- _EXERCISE AIM_:
Convert the lines below into a two-column CSV with the header request,answer and one row per request. Put the request text and its answer each in a single quoted field, replacing line breaks with spaces.

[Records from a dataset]
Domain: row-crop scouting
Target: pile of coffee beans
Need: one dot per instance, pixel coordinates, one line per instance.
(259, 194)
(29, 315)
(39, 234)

- _PROBLEM SOLUTION_:
request,answer
"Domain: row-crop scouting Target: pile of coffee beans Need: one dot per instance, pixel coordinates, one line per instance.","(259, 194) (29, 315) (39, 234)"